--- RECORDS SHOWN Enclosed Below ---
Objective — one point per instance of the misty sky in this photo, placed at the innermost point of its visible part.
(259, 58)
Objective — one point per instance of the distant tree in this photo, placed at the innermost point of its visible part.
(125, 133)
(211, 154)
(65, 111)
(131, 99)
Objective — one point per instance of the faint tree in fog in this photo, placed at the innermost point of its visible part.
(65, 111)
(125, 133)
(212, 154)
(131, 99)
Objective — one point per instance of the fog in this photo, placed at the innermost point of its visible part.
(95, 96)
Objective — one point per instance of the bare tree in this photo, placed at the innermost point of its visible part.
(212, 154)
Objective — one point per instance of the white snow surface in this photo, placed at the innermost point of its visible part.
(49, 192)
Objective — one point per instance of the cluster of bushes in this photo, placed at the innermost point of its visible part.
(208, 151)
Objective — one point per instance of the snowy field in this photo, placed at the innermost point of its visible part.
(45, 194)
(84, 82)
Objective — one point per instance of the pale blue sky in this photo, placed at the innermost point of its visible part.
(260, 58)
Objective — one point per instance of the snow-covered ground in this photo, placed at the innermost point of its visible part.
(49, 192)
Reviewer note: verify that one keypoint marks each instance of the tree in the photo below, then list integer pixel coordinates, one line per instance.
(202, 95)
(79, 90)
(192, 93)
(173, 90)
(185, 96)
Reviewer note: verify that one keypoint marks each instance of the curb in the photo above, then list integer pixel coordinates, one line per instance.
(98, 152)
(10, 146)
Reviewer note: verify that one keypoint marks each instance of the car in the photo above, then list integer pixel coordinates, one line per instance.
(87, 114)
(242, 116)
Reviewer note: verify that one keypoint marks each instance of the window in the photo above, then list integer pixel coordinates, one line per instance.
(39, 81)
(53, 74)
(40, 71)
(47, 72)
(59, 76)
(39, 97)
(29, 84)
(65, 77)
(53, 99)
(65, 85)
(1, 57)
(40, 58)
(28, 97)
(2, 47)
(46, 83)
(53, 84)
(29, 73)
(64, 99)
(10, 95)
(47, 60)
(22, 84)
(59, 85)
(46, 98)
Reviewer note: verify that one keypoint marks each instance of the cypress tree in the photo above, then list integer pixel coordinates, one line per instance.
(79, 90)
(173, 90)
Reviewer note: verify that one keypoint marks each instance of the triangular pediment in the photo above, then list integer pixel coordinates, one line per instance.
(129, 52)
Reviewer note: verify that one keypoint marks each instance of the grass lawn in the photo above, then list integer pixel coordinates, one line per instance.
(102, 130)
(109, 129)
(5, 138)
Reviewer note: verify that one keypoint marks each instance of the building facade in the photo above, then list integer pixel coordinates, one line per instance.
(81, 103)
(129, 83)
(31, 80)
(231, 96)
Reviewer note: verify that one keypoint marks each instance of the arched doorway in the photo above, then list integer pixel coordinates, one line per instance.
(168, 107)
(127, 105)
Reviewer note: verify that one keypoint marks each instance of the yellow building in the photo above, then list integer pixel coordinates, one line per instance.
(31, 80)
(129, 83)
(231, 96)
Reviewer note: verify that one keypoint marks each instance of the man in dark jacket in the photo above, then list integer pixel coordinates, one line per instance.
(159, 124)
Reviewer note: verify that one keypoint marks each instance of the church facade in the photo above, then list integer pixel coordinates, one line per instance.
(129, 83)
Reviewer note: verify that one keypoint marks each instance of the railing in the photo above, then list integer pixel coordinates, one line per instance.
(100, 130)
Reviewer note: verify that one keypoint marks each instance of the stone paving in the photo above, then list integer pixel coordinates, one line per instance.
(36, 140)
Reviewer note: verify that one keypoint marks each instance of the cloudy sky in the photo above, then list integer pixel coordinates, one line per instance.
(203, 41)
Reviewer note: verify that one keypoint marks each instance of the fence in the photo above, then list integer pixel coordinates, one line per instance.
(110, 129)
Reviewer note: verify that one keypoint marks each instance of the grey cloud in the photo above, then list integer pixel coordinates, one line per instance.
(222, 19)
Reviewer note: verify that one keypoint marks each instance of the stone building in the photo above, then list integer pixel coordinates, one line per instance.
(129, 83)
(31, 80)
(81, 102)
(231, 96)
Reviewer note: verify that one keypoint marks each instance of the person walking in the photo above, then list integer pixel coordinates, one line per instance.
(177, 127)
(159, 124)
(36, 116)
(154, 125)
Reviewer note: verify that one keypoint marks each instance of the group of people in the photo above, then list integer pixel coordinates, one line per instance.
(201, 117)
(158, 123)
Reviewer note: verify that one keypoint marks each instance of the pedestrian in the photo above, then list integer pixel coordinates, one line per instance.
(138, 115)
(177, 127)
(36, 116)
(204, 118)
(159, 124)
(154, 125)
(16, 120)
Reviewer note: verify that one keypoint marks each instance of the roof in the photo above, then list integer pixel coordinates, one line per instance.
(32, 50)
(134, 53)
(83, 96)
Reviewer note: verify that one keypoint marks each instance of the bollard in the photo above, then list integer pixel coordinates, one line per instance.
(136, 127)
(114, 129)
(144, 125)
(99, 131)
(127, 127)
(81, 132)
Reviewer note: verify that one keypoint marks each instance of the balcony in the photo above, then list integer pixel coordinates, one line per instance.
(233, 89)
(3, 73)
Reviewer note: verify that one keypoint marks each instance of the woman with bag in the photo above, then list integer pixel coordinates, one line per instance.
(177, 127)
--- End of Enclosed RECORDS SHOWN ---
WORK TO BE COMPLETED: Please output all of the entries without changing a single character.

OUTPUT:
Objective — one point per instance of the misty sky in this photo, placed at the innermost point of its visible part.
(259, 58)
Objective — one point per instance of the distant tree in this photo, placed at the innermost point of its visible part.
(125, 133)
(211, 154)
(65, 111)
(131, 99)
Objective — one point per instance of the faint tree in fog in this photo, placed at the innermost point of its visible part.
(65, 111)
(125, 133)
(212, 154)
(131, 99)
Objective — one point per instance of the fog in this photo, placed at the innermost point of its visible part.
(95, 96)
Objective — one point per instance of the bare tree in this photo, placed at the innermost point of its visible part.
(212, 154)
Objective — one point per instance of the white snow surface in this photo, placed at the innermost point of its visible part.
(49, 192)
Objective — one point per instance of the cluster of bushes in this photo, placed at the innermost point of its visible part.
(208, 151)
Objective — one point per instance of the snowy field in this photo, placed at the innermost point of its visible part.
(45, 194)
(84, 82)
Objective — one point per instance of the pale blue sky in this photo, placed at the innermost point of its visible part.
(260, 58)
Objective — one point per instance of the snow-covered ground in this photo, placed at the innermost point of its visible part.
(49, 192)
Reviewer note: verify that one keypoint marks each instance of the tree in the photo below, then list integer pixel coordinates, one line per instance.
(202, 95)
(79, 90)
(192, 93)
(173, 90)
(185, 96)
Reviewer note: verify that one keypoint marks each instance of the curb in the photo above, then list integer pixel coordinates, one line per instance.
(98, 152)
(10, 146)
Reviewer note: verify that one keypoint marks each instance of the car in the photo above, then list integer pixel coordinates, one line per instance.
(87, 114)
(242, 116)
Reviewer note: verify that one keypoint marks each instance of the window in the photo above, then list integer pixel coordinates, one line per instance.
(39, 81)
(53, 74)
(40, 71)
(47, 72)
(59, 76)
(39, 97)
(29, 84)
(65, 77)
(53, 99)
(65, 85)
(1, 57)
(40, 58)
(28, 97)
(2, 47)
(46, 83)
(53, 84)
(29, 73)
(64, 99)
(10, 95)
(47, 60)
(22, 84)
(59, 85)
(46, 98)
Reviewer note: verify that one keypoint marks each instance of the cypress tree in the photo above, then list integer pixel coordinates, one line per instance.
(79, 90)
(173, 90)
Reviewer note: verify that one keypoint marks each instance of the triangular pediment in the photo above, then list integer pixel coordinates, one line per instance.
(129, 52)
Reviewer note: verify that one keypoint marks each instance of the grass lawn in the photo above, then list integer pixel coordinates, one line per instance.
(102, 130)
(109, 129)
(5, 138)
Reviewer note: verify that one keypoint marks each instance of the building facade in the photo above, then list integer pixel coordinates, one line per instance.
(81, 103)
(129, 83)
(31, 80)
(231, 96)
Reviewer note: verify that one keypoint marks each instance of the arched doorway in the photo above, then list integer pixel coordinates, one line per instance.
(168, 107)
(127, 105)
Reviewer note: verify that one keypoint marks each instance of the yellow building in the photo above, then list integer pixel coordinates, one line per instance.
(31, 80)
(129, 83)
(231, 96)
Reviewer note: verify that one keypoint marks each instance of the man in dark jacket in the photo above, then list integer pixel coordinates, one line per instance.
(159, 124)
Reviewer note: verify that one keypoint marks each instance of the church facade in the photo above, then list integer pixel coordinates, one line per instance.
(129, 83)
Reviewer note: verify that one keypoint marks each instance of the railing in the photo above, then list integer pixel coordinates, one line per instance.
(100, 130)
Reviewer note: verify that one keypoint marks each instance of the stone paving in the photo above, then list integer pixel coordinates, one line per instance.
(36, 140)
Reviewer note: verify that one keypoint marks each instance of the cloudy sky in the photo above, then list integer pixel coordinates, one line per instance.
(203, 41)
Reviewer note: verify that one keypoint marks each instance of the fence in the photo above, then list integer pixel coordinates, one line per instance.
(110, 129)
Reviewer note: verify that one keypoint marks each instance of the grey cloud in the photo above, then list integer pixel coordinates, one line per instance.
(222, 19)
Reviewer note: verify that one keypoint marks each instance of the stone building in the photo above, then list integer pixel coordinates, one line per instance.
(129, 83)
(31, 80)
(81, 102)
(231, 96)
Reviewer note: verify that one keypoint marks each instance of the person walking in the photo above, then list integer pixel coordinates, one line per instance.
(177, 127)
(159, 124)
(36, 116)
(154, 125)
Reviewer note: verify that one keypoint marks each instance of the group of people in the photo above, then list integer pixel coordinates, one line per instance.
(201, 117)
(158, 123)
Reviewer note: verify that one keypoint marks each instance of the pedestrian in the photo above, then list integer pixel coordinates, one line per instance.
(138, 115)
(177, 127)
(36, 116)
(204, 118)
(159, 124)
(154, 125)
(16, 120)
Reviewer note: verify that one keypoint marks each instance of the roof in the photo above, then list integer pixel coordinates, one line per instance.
(32, 50)
(134, 53)
(83, 96)
Reviewer note: verify that one keypoint marks each instance of the bollard in the photo above, then list integer pixel coordinates, one line per instance.
(136, 127)
(114, 129)
(144, 125)
(99, 131)
(127, 127)
(81, 132)
Reviewer note: verify that one keypoint marks each instance of the balcony in the photo above, then list integer pixel coordinates, one line per instance.
(233, 89)
(3, 73)
Reviewer note: verify that one keypoint marks each instance of the woman with bag in the photo above, then list integer pixel coordinates, one line per instance.
(177, 127)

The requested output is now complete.